<<<<

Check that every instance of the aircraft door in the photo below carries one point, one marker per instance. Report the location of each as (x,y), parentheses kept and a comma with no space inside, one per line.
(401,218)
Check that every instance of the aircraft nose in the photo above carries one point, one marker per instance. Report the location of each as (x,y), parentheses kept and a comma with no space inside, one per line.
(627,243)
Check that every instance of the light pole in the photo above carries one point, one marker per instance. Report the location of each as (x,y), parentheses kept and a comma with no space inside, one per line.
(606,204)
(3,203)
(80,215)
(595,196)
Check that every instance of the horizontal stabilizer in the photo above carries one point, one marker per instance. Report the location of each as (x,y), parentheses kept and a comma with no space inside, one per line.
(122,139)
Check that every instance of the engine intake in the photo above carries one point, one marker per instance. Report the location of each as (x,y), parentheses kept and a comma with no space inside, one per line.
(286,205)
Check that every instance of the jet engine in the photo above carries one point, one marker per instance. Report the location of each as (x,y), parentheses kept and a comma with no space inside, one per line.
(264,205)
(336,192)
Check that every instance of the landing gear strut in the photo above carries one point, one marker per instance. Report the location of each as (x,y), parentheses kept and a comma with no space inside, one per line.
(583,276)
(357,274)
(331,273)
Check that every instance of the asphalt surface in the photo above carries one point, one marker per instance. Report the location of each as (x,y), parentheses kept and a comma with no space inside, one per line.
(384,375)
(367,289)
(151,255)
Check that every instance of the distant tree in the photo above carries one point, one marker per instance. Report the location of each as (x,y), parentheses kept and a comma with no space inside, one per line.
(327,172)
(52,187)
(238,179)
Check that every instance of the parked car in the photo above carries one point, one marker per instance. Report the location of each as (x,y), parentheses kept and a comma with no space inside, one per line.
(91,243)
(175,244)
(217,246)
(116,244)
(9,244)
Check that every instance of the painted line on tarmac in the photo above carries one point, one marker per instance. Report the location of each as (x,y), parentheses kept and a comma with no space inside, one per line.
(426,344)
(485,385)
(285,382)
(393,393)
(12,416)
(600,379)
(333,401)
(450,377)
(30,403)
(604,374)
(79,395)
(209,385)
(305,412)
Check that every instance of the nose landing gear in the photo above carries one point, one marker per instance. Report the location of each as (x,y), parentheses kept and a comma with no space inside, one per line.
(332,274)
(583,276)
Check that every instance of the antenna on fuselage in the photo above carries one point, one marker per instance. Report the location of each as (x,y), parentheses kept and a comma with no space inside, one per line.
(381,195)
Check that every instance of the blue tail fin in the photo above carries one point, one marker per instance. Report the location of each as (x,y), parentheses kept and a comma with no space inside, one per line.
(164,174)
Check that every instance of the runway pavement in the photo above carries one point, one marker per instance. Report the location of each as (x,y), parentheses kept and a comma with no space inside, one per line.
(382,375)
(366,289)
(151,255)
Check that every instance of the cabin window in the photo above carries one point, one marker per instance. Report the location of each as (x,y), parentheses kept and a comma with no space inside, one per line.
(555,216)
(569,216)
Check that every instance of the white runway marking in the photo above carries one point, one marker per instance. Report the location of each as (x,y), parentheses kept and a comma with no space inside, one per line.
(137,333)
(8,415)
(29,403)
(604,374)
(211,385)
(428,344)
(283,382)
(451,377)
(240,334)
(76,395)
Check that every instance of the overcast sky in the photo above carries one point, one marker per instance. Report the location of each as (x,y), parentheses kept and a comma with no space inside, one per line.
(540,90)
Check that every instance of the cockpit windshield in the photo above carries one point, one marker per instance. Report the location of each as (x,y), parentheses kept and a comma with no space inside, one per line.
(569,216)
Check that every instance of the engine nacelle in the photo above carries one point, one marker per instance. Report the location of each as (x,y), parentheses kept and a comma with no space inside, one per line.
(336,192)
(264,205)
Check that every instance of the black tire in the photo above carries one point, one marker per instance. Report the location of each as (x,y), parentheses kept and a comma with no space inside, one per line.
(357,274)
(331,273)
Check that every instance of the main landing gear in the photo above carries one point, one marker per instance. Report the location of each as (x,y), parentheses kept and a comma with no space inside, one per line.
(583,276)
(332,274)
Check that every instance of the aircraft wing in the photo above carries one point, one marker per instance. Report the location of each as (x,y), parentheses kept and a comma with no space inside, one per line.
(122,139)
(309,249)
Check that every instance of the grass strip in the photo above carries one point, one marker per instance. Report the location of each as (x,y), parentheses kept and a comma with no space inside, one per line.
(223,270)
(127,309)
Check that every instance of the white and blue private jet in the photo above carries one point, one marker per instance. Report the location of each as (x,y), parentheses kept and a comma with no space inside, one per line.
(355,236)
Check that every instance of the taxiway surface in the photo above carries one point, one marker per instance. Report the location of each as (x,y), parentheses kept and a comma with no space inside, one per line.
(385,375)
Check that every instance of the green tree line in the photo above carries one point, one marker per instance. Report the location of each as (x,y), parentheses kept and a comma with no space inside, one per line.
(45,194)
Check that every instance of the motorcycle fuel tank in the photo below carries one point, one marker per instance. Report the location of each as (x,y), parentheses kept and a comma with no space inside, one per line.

>>>>

EXERCISE — Send back all of the entries exactly, with nothing missing.

SOLUTION —
Check that every instance of the aircraft door in the photo below carries one point, one marker per instance. Report the location of each as (x,y), parentheses kept and a comma with no space inside, one per line.
(401,218)
Check that every instance of the aircraft nose in the photo above carries one point, one marker per instance. Report the location of each as (x,y), parentheses kept and a comma with no space inside, one per line.
(627,243)
Check that every instance of the light pole in the photo above carries one point, one marker per instance. Report the location of each as (x,y), parentheses kept and a comma with no space inside, one per line.
(606,204)
(3,203)
(80,215)
(595,196)
Check that every instance of the horizontal stabilizer in the photo above carries one point, one marker per instance. Report the location of each as (x,y), parentheses kept and a comma with no space inside, one per line.
(122,139)
Check that every instance of the engine intake in the photo above carries one point, one marker per instance. Report the location of each as (x,y), parentheses kept and a comma with no space inside, one per line.
(286,205)
Check that every instance of the jet engine in the photo above carries one point, one marker per instance. Report the location of each as (x,y), parentheses kept and a comma with no space inside, one per line.
(264,205)
(336,192)
Check that every instance of the landing gear strut in the photo above carries one point, one marker per instance. Report the location of each as (x,y), parentheses kept and a comma with no space inside, one per line.
(583,276)
(357,274)
(331,273)
Check that every instance of the asphalt surface in the photo above carries one point, one marker per instance. Report the location of each as (x,y), parentheses kept and a comma with no space inside, one per line.
(384,375)
(367,289)
(151,255)
Check that every instance of the distant tree in the photo above carries one point, one marker per instance. Report the location of each as (x,y), parentheses kept and a comma with no space inside, one per line.
(327,172)
(52,187)
(238,179)
Check that every instance of the parked car in the photo above carries one point, one marker per instance. Report the location of each as (x,y), parentheses kept and a comma with no space inside, one per line.
(91,243)
(175,244)
(217,246)
(116,244)
(9,244)
Check that every instance of the painted line on tarmac in the photo above carries one point, one marker per instance. Report the location of each as (x,y), parentheses kept and a comma with no space inside, one per line.
(426,344)
(485,385)
(285,382)
(393,393)
(12,416)
(600,379)
(333,401)
(450,377)
(30,403)
(604,374)
(79,395)
(209,385)
(305,412)
Check that every instance of the nose landing gear in the photo above carries one point, one marker per instance. Report the location of each as (x,y), parentheses kept and a comma with no space inside, one per line.
(332,274)
(583,276)
Check that every instance of the antenna on fuselage in the photo above carries one point, one marker per instance. Report the location of each as (x,y), parentheses kept and a comma with no space inside, one per line.
(381,195)
Check that every instance of the blue tail fin in the photo above carries one point, one marker per instance. Report the location of each as (x,y), parentheses kept and a comma with no space inside, one per line.
(164,174)
Check that every instance of the runway pavement in the photo above carries one point, one marker per instance. Report the location of each as (x,y), parentheses kept and a comma with no space inside, one per line.
(382,375)
(366,289)
(151,255)
Check that every instance of the cabin window in the photo above carries one point, one marker per instance. Report the location of each as (x,y), parentheses kept and a comma with no space inside, one per line.
(555,216)
(569,216)
Check that every instance of the white runway marking in the photo above carries one point, one marker per instance. Report the location of each as (x,y), parentheses kept and a comma with no space inside, one per line.
(137,333)
(8,415)
(29,403)
(604,374)
(211,385)
(428,344)
(283,382)
(451,377)
(240,334)
(76,395)
Check that every instance of the overcast sky in the photo above carries one point, one marker per instance. Report the location of each as (x,y), parentheses kept and a comma with no space inside, one per line.
(540,90)
Check that every instance of the cockpit windshield in the photo above carries one point, one marker per instance. Report the location of each as (x,y), parentheses kept and a comma with no space inside, one per line.
(569,216)
Check that every instance of the engine nacelle in the photo above carries one point, one marker per instance. Report the location of each as (x,y), parentheses kept and a comma with no space inside, one per line.
(336,192)
(264,205)
Check that every instance of the black tire in the photo above carries one point, one marker per instance. Report the location of each as (x,y), parentheses kept and a comma with no space inside, one per line.
(357,274)
(331,273)
Check that every instance of the main landing gear in the photo above carries one point, one marker per instance. Report the location of each as (x,y), parentheses kept and a comma with no space inside, one per line.
(583,276)
(332,274)
Check that every instance of the aircraft wing in the photo above carries one point, one marker per instance. Report the location of each as (x,y), parentheses kept and a comma with no space inside, one per line.
(122,139)
(309,249)
Check that every instance of the grass strip in the photo above carries one point, one marker per instance. Report the location of each as (x,y), parentheses kept and a comma with no space inside, one per line.
(223,270)
(127,309)
Check that every instance of the white and blue private jet in the photo above carries one point, one marker per instance. Report the location of each as (x,y), parentheses kept and a comma with no space inside, one per line.
(355,236)
Check that every instance of the taxiway surface in the photo above carries one point, one marker per instance. Report the location of each as (x,y), parentheses kept and a comma with no space inside, one per line.
(385,375)
Check that every instance of the green tree line in the photo above carries one point, one marker per instance. Report the location of each as (x,y), parentheses kept and a comma with no space inside, one per line.
(45,194)
Check that every instance of the motorcycle fuel tank in the photo below carries one point, one marker per instance. Report the location of each as (x,y), parentheses kept and a comma with no space inside, one per line.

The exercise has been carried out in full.